Activity: Extract the lines up to and including the one that contains "Find the siding", starting with the first line of the entries below, and omit the pictures.

[Data items]
+---+

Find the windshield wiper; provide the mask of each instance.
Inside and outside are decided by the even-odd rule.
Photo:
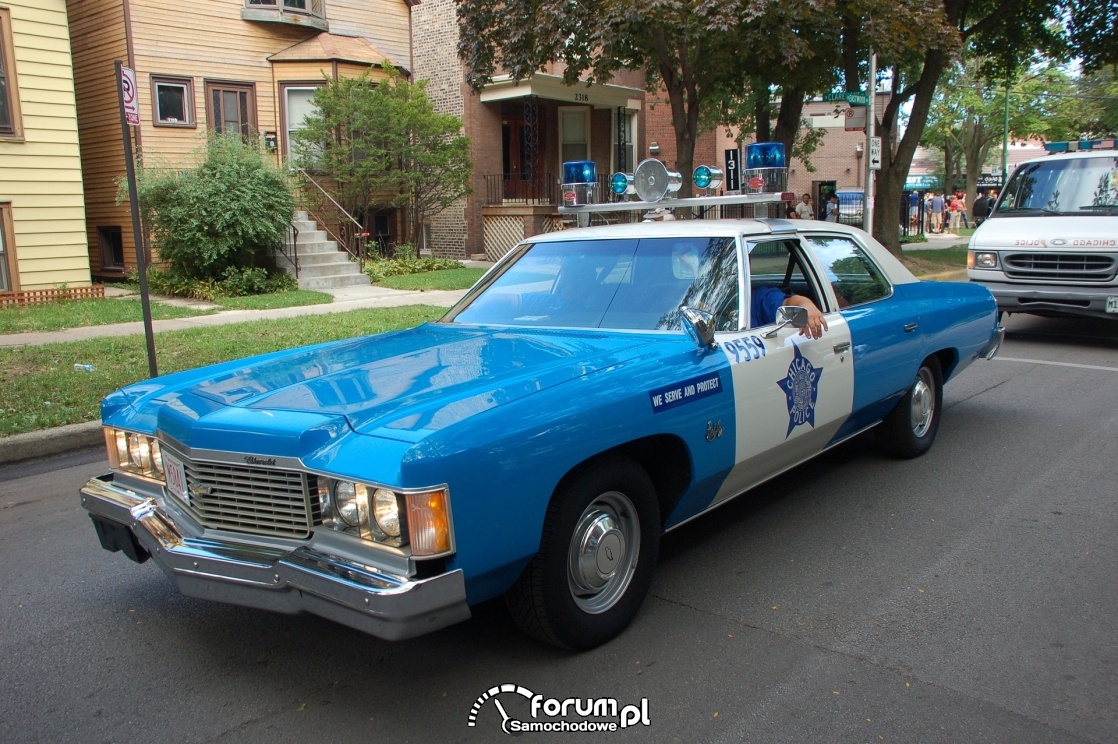
[[[1081,210],[1088,212],[1115,212],[1118,213],[1118,204],[1084,204]]]

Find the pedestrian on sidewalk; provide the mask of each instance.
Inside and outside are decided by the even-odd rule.
[[[943,232],[943,210],[944,210],[944,207],[946,205],[943,203],[943,197],[942,196],[937,194],[935,191],[932,191],[931,194],[932,194],[932,198],[931,198],[931,202],[929,204],[929,207],[931,208],[931,211],[932,211],[932,232],[933,233],[942,233]]]

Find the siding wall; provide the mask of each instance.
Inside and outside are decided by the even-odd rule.
[[[108,91],[100,95],[90,93],[84,99],[85,106],[79,98],[83,157],[89,182],[90,245],[95,252],[97,225],[121,226],[129,267],[134,266],[135,256],[131,217],[127,205],[115,204],[115,181],[124,174],[124,160],[112,79],[113,59],[130,58],[136,71],[143,158],[148,165],[161,166],[189,165],[204,144],[209,110],[207,81],[253,86],[257,129],[281,133],[280,84],[321,80],[324,74],[334,74],[335,66],[330,61],[284,62],[273,66],[268,61],[270,55],[317,32],[283,23],[243,20],[243,0],[194,0],[188,4],[181,0],[69,3],[74,16],[75,49],[80,46],[89,55],[91,65],[89,70],[79,68],[79,77],[89,78],[92,84],[101,80],[102,68],[107,69],[104,74]],[[397,63],[408,66],[408,8],[403,0],[325,0],[325,8],[330,33],[363,36]],[[126,53],[129,57],[124,56]],[[337,65],[340,75],[360,74],[363,69],[345,62]],[[153,124],[152,75],[193,81],[194,126]],[[278,160],[278,152],[276,157]],[[93,265],[99,271],[99,257]]]
[[[65,0],[3,0],[11,13],[23,141],[0,140],[20,289],[89,286],[81,159]]]

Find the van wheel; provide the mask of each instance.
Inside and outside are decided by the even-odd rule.
[[[943,374],[939,360],[928,357],[916,372],[912,387],[878,424],[878,444],[897,457],[919,457],[935,441],[942,408]]]
[[[589,649],[636,616],[652,583],[660,514],[648,474],[612,459],[576,476],[552,499],[539,553],[505,595],[522,630]]]

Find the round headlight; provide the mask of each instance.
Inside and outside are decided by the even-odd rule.
[[[400,502],[396,494],[383,488],[376,490],[373,494],[373,519],[384,534],[400,536]]]
[[[147,437],[142,434],[128,435],[128,460],[141,471],[151,466],[151,448]]]
[[[163,475],[163,450],[159,447],[159,440],[151,440],[151,464],[155,472]]]
[[[357,487],[349,481],[335,481],[334,510],[350,527],[361,526],[361,509],[357,505]]]

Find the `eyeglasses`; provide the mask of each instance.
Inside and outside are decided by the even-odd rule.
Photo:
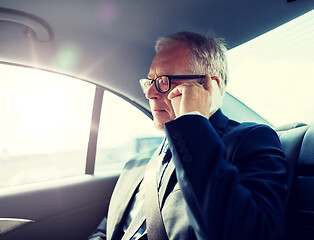
[[[195,78],[205,78],[205,75],[161,75],[156,77],[155,79],[142,78],[140,80],[140,85],[143,89],[143,92],[146,93],[154,82],[157,91],[160,93],[165,93],[169,91],[172,79],[195,79]]]

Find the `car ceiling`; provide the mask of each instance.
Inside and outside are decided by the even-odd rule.
[[[313,5],[312,0],[2,0],[0,61],[75,76],[147,107],[138,79],[147,75],[158,36],[214,33],[231,49]]]

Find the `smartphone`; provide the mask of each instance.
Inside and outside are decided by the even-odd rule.
[[[213,95],[212,95],[212,105],[209,111],[210,113],[216,111],[218,108],[222,106],[222,96],[221,96],[218,84],[215,80],[212,80],[212,87],[213,87],[213,92],[212,92]],[[179,116],[181,98],[182,98],[182,95],[177,96],[171,100],[171,104],[172,104],[176,117]]]

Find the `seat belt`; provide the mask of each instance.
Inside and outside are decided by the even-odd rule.
[[[147,164],[144,177],[147,237],[148,240],[168,240],[158,200],[157,159]]]

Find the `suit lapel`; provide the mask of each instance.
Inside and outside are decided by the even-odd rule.
[[[158,158],[158,155],[162,149],[163,143],[155,151],[153,156],[149,161],[152,161],[154,158]],[[138,160],[135,160],[138,161]],[[107,234],[108,239],[115,239],[115,236],[121,231],[123,227],[122,218],[124,213],[127,210],[127,207],[132,200],[132,197],[137,190],[139,184],[144,178],[146,164],[141,166],[130,166],[126,165],[123,170],[119,181],[115,187],[115,192],[112,195],[111,201],[112,207],[110,206],[109,211],[112,214],[108,214],[108,225],[107,225]],[[130,185],[131,183],[131,185]],[[129,186],[129,187],[127,187]],[[109,212],[109,213],[110,213]],[[109,219],[110,218],[110,219]],[[119,235],[119,234],[118,234]],[[118,236],[117,235],[117,236]]]
[[[126,180],[128,179],[132,179],[132,184],[130,185],[130,182],[127,181],[121,181],[119,184],[124,185],[124,186],[128,186],[128,188],[126,187],[122,187],[123,191],[119,191],[117,192],[117,194],[115,194],[112,197],[112,201],[116,201],[116,204],[120,203],[120,206],[117,209],[117,211],[115,211],[115,213],[113,213],[112,215],[108,216],[110,218],[110,224],[108,222],[108,239],[111,239],[111,234],[112,233],[112,239],[115,239],[115,235],[118,234],[119,230],[122,229],[123,225],[122,225],[122,218],[123,218],[123,214],[125,213],[125,211],[127,210],[127,207],[132,199],[132,196],[134,194],[134,192],[136,191],[136,189],[138,188],[139,184],[141,183],[141,181],[143,180],[144,177],[144,170],[145,167],[140,167],[137,168],[136,171],[130,171],[132,172],[132,174],[125,174],[128,176],[122,176],[124,177]],[[126,184],[126,185],[125,185]],[[117,184],[118,185],[118,184]],[[117,189],[121,189],[120,187],[117,187]]]

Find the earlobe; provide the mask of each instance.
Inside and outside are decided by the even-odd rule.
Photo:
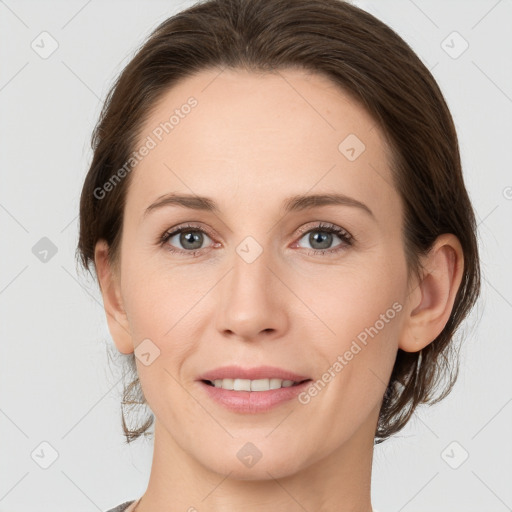
[[[107,242],[99,240],[94,249],[94,264],[103,297],[108,328],[119,352],[130,354],[134,350],[130,325],[123,308],[119,278],[109,262],[108,254],[109,246]]]
[[[426,272],[409,295],[398,347],[417,352],[434,341],[448,322],[462,281],[464,254],[458,238],[443,234],[423,261]]]

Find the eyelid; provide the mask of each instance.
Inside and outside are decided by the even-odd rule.
[[[335,231],[339,231],[340,234],[343,234],[345,235],[345,237],[349,240],[354,240],[354,237],[344,228],[342,228],[341,226],[338,226],[337,224],[332,224],[331,222],[324,222],[324,221],[313,221],[313,222],[316,222],[316,224],[314,224],[313,226],[311,226],[310,224],[306,224],[304,226],[301,226],[299,229],[298,229],[298,233],[300,235],[304,234],[304,233],[307,233],[308,231],[314,231],[315,229],[320,231],[322,229],[326,229],[326,230],[335,230]]]
[[[187,231],[187,230],[202,231],[202,232],[206,233],[211,239],[215,238],[215,236],[210,231],[210,229],[203,226],[202,224],[199,223],[198,225],[194,225],[192,223],[186,222],[185,224],[178,224],[175,227],[166,229],[165,232],[160,237],[160,241],[162,242],[162,241],[164,241],[164,239],[168,240],[171,236],[177,235],[177,234],[181,233],[182,231]],[[187,251],[187,252],[192,252],[192,251]]]

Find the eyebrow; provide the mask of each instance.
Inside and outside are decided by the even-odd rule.
[[[368,206],[344,194],[295,195],[285,199],[282,208],[285,213],[289,213],[327,205],[342,205],[359,208],[375,219],[373,212]],[[144,217],[150,212],[165,206],[180,206],[192,210],[203,210],[216,214],[220,213],[220,208],[217,203],[209,197],[170,193],[160,196],[154,203],[150,204],[144,212]]]

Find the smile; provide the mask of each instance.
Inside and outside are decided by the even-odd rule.
[[[297,386],[301,382],[293,380],[283,380],[278,378],[271,379],[215,379],[214,381],[204,381],[210,386],[220,389],[233,390],[233,391],[270,391],[272,389],[289,388]]]

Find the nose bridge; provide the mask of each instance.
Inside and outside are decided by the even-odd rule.
[[[247,236],[235,247],[231,272],[222,284],[218,301],[218,325],[223,332],[251,339],[262,331],[281,331],[285,311],[279,280],[270,270],[272,252]]]
[[[242,293],[244,288],[249,295],[268,290],[271,272],[271,251],[265,248],[253,236],[244,238],[233,254],[232,284]]]

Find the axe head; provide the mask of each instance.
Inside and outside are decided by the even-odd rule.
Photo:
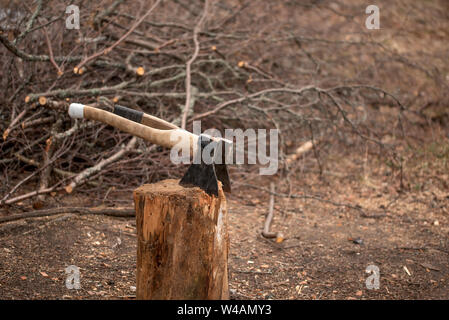
[[[201,134],[198,137],[197,154],[193,163],[182,177],[179,184],[200,187],[209,195],[218,197],[218,181],[223,191],[231,192],[226,156],[232,148],[232,141],[223,138],[212,138]],[[206,151],[206,152],[204,152]]]

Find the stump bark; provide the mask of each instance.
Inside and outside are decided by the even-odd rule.
[[[229,299],[226,198],[179,180],[134,191],[137,299]]]

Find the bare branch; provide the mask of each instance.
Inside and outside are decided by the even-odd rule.
[[[73,181],[64,188],[66,190],[66,192],[71,193],[73,191],[73,189],[76,188],[76,186],[78,186],[79,184],[84,182],[88,177],[99,172],[101,169],[103,169],[103,167],[105,167],[105,166],[113,163],[114,161],[117,161],[121,157],[123,157],[127,152],[131,151],[135,147],[136,143],[137,143],[137,138],[133,137],[125,147],[122,147],[120,149],[120,151],[116,152],[109,158],[100,161],[95,166],[93,166],[91,168],[87,168],[87,169],[83,170],[82,172],[80,172],[73,179]]]
[[[195,61],[195,59],[198,56],[198,53],[200,51],[200,43],[198,41],[198,33],[201,30],[201,27],[204,23],[204,21],[206,20],[207,17],[207,12],[209,9],[209,0],[205,0],[204,1],[204,10],[203,10],[203,14],[201,15],[200,20],[198,21],[198,23],[195,26],[195,29],[193,30],[193,42],[195,43],[195,51],[193,52],[192,57],[189,59],[189,61],[187,61],[186,64],[186,102],[184,105],[184,113],[182,115],[182,119],[181,119],[181,128],[185,129],[186,128],[186,122],[187,122],[187,116],[189,114],[189,110],[190,108],[193,108],[193,105],[191,106],[191,96],[192,96],[192,88],[191,88],[191,77],[192,77],[192,73],[191,73],[191,68],[192,68],[192,63]]]
[[[157,0],[151,8],[132,25],[132,27],[126,32],[120,39],[118,39],[116,42],[114,42],[110,47],[97,52],[87,58],[85,58],[83,61],[81,61],[75,68],[73,68],[73,71],[75,73],[78,73],[78,71],[81,69],[82,66],[84,66],[86,63],[88,63],[91,60],[94,60],[102,55],[106,55],[110,53],[112,50],[114,50],[115,47],[117,47],[123,40],[125,40],[150,14],[153,12],[153,10],[162,2],[162,0]]]

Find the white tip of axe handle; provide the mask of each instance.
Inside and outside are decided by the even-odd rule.
[[[73,119],[84,118],[84,104],[71,103],[69,106],[69,116]]]

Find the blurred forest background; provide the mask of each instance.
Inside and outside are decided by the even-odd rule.
[[[139,185],[180,178],[169,150],[67,114],[120,104],[188,130],[279,129],[278,173],[231,166],[231,204],[266,209],[270,182],[283,203],[365,217],[415,197],[447,250],[448,1],[1,0],[0,43],[0,217],[129,207]],[[237,233],[261,226],[246,218]]]

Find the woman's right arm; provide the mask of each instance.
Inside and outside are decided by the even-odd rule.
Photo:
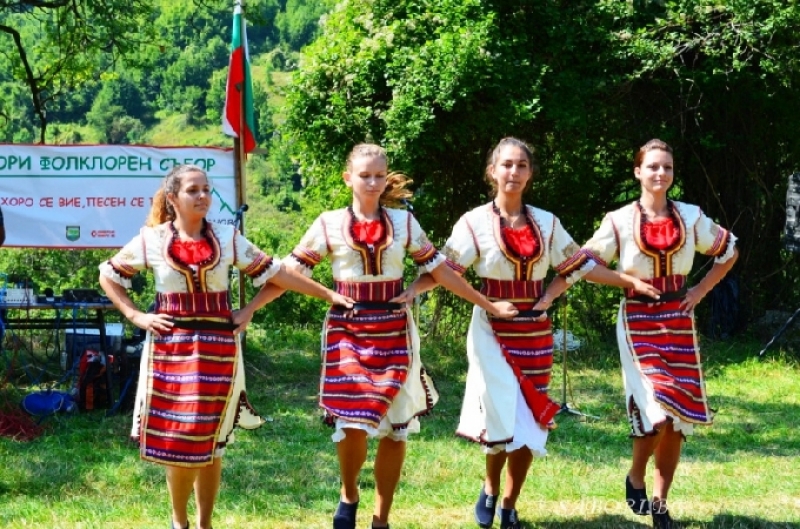
[[[158,334],[172,328],[173,323],[169,316],[142,312],[128,296],[125,287],[115,283],[111,278],[100,275],[100,286],[117,310],[140,329]]]
[[[398,296],[391,299],[393,303],[413,303],[414,298],[420,294],[433,290],[439,283],[428,272],[420,274],[408,287]]]

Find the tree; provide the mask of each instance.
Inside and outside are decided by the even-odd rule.
[[[775,0],[353,0],[306,48],[286,132],[327,204],[352,145],[382,143],[437,241],[487,199],[485,156],[504,135],[537,148],[533,202],[578,240],[637,194],[632,153],[661,137],[676,149],[674,197],[743,235],[748,302],[796,302],[800,289],[764,287],[800,278],[780,244],[800,161],[797,27],[797,3]]]
[[[329,2],[320,0],[286,0],[284,9],[275,17],[281,44],[293,51],[313,40],[320,18],[330,10]]]
[[[151,35],[152,11],[152,0],[0,1],[3,58],[30,93],[40,142],[48,104],[129,59]]]

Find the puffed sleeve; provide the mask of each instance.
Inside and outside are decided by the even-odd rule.
[[[447,266],[463,275],[467,269],[478,259],[478,244],[475,232],[466,215],[463,215],[453,227],[453,233],[442,248],[442,253],[447,258]]]
[[[694,236],[697,241],[696,250],[714,257],[714,262],[724,263],[733,257],[736,236],[711,220],[702,211],[694,225]]]
[[[236,230],[234,235],[234,251],[236,268],[253,280],[253,286],[260,287],[281,269],[281,262],[278,259],[273,259],[259,250],[239,230]]]
[[[408,230],[409,238],[406,249],[421,272],[430,272],[445,262],[444,255],[428,240],[422,226],[411,213],[408,214]]]
[[[572,284],[589,273],[597,264],[590,252],[584,251],[564,229],[558,217],[553,217],[553,236],[550,240],[550,266]]]
[[[311,277],[314,267],[328,255],[328,237],[325,232],[325,221],[322,215],[317,217],[314,223],[308,228],[303,238],[292,253],[285,259],[287,267],[298,270],[303,275]]]
[[[100,275],[120,286],[131,288],[131,278],[147,268],[146,256],[144,237],[140,232],[111,259],[100,263]]]
[[[608,266],[619,257],[619,239],[610,213],[603,218],[600,227],[581,250],[591,254],[597,263],[603,266]]]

+---+

Response area:
Find the windshield wiper; provide the mask of each instance.
Inside and outside are decided by the even-odd rule.
Photo:
[[[1081,210],[1088,212],[1115,212],[1118,213],[1118,204],[1084,204]]]

Find the pedestrian on sidewalk; provide the mask of each instance.
Inside and outside are decided by the even-odd rule.
[[[943,232],[943,210],[944,210],[944,207],[946,205],[943,203],[943,197],[942,196],[937,194],[935,191],[932,191],[931,194],[932,194],[932,198],[931,198],[931,202],[929,204],[929,207],[931,208],[931,211],[932,211],[932,232],[933,233],[942,233]]]

Find the siding wall; provide the mask of each instance.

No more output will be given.